● Brief
Rewrite all the entries below, replacing "Data-labeling checklist" with "Annotation checklist" and leaving everything else unchanged.

● Exercise material
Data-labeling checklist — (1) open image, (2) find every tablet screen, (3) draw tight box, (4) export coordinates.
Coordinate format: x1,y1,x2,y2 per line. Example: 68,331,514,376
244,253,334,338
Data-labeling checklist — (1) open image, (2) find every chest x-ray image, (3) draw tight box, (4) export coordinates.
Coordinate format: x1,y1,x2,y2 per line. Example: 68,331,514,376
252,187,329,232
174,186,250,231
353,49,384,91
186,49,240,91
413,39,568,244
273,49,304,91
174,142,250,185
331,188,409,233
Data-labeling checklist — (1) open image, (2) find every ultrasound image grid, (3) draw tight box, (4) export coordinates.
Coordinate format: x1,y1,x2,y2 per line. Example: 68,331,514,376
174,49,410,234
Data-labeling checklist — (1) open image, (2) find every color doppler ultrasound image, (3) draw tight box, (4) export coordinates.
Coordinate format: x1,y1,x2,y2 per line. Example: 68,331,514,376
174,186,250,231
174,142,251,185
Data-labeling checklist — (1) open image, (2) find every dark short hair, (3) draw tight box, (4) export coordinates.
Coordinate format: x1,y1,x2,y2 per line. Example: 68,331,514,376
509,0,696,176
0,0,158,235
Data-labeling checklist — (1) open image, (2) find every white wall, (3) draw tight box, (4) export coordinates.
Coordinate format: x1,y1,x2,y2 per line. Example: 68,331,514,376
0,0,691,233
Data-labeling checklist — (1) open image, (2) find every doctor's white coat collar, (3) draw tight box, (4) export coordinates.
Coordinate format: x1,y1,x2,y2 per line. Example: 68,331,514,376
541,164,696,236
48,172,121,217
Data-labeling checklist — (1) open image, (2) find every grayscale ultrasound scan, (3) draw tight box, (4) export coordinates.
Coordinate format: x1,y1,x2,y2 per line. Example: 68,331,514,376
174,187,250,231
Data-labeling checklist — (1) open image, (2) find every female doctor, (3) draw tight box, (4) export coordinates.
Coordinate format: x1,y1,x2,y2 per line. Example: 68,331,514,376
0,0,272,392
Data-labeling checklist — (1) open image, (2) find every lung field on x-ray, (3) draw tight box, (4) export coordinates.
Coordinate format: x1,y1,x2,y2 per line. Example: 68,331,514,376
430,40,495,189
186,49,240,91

● Solution to this exercise
Annotation checklist — (1) open image, (2) find every tablet screen, (3) draw tight box, (4) export coordinates.
Coordinate format: x1,y1,x2,y2 per line. Example: 68,331,514,376
244,253,334,338
Annotation checklist — (1) open image, (2) find every chest x-ray image, (3) draw tight box, (4) export coordinates.
Coordinate format: x1,y1,x2,y2 per line. Example: 68,331,514,376
252,187,329,232
174,186,250,231
353,49,384,91
186,49,240,91
413,39,568,244
273,49,304,91
174,142,250,185
331,188,409,233
Annotation checklist — (1) open image, (2) find every ultrasound image grid, (3) draw tight box, (4) export coordinates.
Coordinate format: x1,y1,x2,y2 per line. Example: 68,331,514,376
174,49,410,234
Annotation checklist — (1) open image, (2) find every color doppler ultrasound image, (3) draw tight box, (4) export coordinates.
Coordinate format: x1,y1,x2,y2 per line. Example: 68,331,514,376
174,186,250,231
174,142,251,185
Annotation checklist — (1) open image, (2) find every dark short hair, (3) draw tight box, (4) export coordinates.
Coordinate format: x1,y1,x2,y2 per line. Example: 68,331,514,376
509,0,696,176
0,0,158,235
Annotation checklist — (1) open image, (2) find every white wall, (3) draw tight box, (4) export coordinates.
Coordinate format: x1,y1,x2,y2 per line. Example: 68,331,514,376
0,0,691,233
Annotation checklist — (1) open image, (2) find every doctor's white coat collar, (3) draw tight box, (4) export coordinates.
Coordinate format: x1,y1,x2,y2 per line. Example: 68,331,514,376
541,164,696,236
48,172,121,217
Annotation checklist — (1) open image, (2) find every grayscale ultrasound scan, (3) draw tight box, (4) export coordinates.
Coordinate format: x1,y1,x2,y2 per line. Example: 68,331,514,376
174,187,250,231
Annotation checklist — (1) open image, (2) find every female doctor, (3) draw tight box, (4) export coordinates.
Coordinate format: x1,y1,x2,y2 per line. Example: 68,331,514,376
0,0,272,392
Annotation checklist — (1) open image, (2) find every lung field on x-ray, (3) draw tight box, (4) export coordinates.
Coordinate format: x1,y1,x2,y2 per line. Example: 68,331,514,376
430,40,495,189
186,49,240,91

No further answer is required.